## [Problem to work on]
In the records below, find the line containing "If you could locate the green grass", then extract that line and all subsequent lines exactly, leaving out everything else.

## [Supplied material]
⟨
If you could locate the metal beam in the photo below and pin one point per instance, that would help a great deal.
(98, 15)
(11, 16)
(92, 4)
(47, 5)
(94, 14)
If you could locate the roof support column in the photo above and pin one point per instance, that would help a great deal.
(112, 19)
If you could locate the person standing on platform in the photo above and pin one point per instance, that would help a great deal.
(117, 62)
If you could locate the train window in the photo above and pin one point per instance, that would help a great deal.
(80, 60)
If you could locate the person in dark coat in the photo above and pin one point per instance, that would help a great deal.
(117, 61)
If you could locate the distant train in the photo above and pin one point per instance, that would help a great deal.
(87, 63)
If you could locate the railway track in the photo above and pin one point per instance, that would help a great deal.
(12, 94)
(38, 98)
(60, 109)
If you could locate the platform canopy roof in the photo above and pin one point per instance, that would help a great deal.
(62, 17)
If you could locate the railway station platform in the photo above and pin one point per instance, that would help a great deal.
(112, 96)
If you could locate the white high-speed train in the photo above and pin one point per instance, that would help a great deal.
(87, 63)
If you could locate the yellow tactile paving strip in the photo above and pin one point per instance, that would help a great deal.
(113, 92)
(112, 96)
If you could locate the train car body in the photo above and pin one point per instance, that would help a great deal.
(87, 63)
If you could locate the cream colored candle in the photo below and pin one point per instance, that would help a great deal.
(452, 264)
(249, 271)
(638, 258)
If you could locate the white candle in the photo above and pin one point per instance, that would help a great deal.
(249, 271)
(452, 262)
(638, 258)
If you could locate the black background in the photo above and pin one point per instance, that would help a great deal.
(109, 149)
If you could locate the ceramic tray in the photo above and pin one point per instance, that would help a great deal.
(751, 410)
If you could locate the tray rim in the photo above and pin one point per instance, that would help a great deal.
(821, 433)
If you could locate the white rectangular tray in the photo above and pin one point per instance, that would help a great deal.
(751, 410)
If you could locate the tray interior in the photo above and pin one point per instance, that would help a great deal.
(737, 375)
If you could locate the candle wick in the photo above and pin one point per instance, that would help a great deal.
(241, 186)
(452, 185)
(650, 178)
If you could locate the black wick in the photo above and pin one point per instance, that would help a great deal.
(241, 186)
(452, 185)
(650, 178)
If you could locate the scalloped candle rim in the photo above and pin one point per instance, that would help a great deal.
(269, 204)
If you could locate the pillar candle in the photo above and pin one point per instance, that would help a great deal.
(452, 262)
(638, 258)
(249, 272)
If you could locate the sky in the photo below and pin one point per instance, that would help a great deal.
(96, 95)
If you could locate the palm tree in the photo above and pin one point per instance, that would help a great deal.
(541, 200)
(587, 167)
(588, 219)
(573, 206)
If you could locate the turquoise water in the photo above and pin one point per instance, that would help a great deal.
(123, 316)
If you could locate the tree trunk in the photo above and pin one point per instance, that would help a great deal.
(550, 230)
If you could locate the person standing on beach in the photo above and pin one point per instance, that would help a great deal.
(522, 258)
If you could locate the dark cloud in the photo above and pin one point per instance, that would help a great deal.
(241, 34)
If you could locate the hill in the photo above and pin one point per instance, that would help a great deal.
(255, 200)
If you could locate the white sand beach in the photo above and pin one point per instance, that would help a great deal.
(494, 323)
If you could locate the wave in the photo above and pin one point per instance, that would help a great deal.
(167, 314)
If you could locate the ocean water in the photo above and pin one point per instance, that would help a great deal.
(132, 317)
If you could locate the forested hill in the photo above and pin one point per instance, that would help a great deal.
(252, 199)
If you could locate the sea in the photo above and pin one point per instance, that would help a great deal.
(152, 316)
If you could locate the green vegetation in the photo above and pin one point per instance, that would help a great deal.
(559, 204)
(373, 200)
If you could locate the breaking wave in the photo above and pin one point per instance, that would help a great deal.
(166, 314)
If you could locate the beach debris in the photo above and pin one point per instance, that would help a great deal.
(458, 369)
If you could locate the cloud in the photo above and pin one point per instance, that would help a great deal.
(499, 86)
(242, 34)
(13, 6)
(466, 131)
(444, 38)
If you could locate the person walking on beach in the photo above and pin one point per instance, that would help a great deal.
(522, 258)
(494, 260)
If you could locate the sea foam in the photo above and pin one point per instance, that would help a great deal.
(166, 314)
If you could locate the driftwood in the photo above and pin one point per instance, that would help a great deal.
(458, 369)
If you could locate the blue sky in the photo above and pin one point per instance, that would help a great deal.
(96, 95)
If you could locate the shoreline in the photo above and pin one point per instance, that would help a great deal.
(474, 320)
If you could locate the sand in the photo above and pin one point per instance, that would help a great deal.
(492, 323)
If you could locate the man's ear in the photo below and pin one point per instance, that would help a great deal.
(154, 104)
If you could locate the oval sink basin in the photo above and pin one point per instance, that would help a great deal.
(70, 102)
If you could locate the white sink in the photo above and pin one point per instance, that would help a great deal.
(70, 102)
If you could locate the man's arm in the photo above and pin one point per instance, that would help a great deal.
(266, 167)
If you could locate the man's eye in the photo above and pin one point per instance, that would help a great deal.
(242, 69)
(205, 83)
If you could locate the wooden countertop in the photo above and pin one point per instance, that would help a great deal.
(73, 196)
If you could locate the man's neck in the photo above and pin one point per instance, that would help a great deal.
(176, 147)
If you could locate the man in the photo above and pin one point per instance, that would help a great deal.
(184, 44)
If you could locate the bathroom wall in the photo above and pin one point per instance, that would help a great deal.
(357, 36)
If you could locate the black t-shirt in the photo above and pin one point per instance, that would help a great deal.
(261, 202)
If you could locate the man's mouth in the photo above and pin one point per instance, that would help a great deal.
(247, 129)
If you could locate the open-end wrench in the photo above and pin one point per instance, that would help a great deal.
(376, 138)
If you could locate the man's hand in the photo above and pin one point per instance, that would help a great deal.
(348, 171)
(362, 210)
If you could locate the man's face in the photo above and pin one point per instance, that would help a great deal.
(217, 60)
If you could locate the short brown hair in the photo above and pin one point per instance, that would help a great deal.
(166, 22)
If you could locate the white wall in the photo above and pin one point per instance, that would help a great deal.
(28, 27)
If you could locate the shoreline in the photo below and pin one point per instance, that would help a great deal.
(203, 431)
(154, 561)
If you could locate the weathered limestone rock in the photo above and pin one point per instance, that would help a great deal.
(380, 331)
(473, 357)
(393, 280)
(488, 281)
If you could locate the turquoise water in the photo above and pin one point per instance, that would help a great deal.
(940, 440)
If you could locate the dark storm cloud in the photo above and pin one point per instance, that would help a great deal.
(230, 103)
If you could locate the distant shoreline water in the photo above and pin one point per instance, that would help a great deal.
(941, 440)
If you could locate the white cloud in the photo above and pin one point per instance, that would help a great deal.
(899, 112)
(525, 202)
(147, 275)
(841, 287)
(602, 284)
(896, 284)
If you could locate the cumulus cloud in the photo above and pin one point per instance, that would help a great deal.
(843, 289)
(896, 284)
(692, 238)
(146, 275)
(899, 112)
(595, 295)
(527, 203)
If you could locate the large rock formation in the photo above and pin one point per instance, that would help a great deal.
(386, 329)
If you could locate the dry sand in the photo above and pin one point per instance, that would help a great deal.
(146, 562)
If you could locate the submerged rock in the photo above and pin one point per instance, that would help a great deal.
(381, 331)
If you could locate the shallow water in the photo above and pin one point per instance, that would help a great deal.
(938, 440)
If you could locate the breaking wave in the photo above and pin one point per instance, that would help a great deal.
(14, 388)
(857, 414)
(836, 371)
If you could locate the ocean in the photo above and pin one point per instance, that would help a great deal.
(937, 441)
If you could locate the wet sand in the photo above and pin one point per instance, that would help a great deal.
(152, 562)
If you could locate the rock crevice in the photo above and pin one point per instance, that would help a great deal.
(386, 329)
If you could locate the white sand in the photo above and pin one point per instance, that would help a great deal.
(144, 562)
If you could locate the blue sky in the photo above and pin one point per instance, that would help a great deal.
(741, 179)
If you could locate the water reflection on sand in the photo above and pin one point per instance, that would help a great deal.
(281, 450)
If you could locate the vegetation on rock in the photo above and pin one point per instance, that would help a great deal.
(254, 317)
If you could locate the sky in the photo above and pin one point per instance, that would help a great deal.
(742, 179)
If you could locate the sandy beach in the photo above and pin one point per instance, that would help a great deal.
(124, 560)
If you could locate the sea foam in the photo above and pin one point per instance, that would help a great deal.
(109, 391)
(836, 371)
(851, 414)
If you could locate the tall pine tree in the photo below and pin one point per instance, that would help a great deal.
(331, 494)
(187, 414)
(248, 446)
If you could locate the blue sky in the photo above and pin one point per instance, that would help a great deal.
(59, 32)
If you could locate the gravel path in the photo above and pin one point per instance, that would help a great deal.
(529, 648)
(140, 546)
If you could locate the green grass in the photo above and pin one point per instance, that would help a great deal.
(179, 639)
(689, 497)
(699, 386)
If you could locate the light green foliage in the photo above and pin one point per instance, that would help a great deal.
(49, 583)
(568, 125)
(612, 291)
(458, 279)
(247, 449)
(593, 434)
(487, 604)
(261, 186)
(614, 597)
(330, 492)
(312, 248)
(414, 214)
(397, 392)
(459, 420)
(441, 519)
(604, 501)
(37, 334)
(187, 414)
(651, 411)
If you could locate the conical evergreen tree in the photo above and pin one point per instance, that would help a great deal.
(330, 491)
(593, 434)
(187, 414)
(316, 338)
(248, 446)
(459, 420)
⟩
## [Task response]
If you could locate the green grass in the photo above and pin one point per instance, that would help a great deal.
(179, 639)
(689, 497)
(699, 386)
If you could locate the light green foliage in the photo above and pin one point per instance, that would help a great deal.
(49, 583)
(568, 125)
(612, 291)
(458, 279)
(247, 449)
(593, 434)
(487, 604)
(261, 186)
(614, 597)
(330, 492)
(312, 248)
(414, 214)
(397, 392)
(459, 420)
(441, 519)
(604, 501)
(37, 334)
(187, 414)
(651, 411)
If you could locate the conical evergreen tree in the photo above and pin one point per instance, that would help a great deal.
(330, 491)
(593, 434)
(187, 414)
(316, 338)
(248, 446)
(459, 420)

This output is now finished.